### WHAT NEEDS TO BE DONE
Restate all of the entries exactly, each line as it stands.

+--

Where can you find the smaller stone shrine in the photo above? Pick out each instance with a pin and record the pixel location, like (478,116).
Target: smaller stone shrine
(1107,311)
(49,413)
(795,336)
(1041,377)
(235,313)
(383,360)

+--

### REPLY TO THE TASK
Where can you find the smaller stone shrine in the photo above? Pick out each instance with a pin and record the pixel location, like (478,116).
Target: smaller stone shrine
(1107,311)
(49,413)
(795,336)
(1041,377)
(235,313)
(383,360)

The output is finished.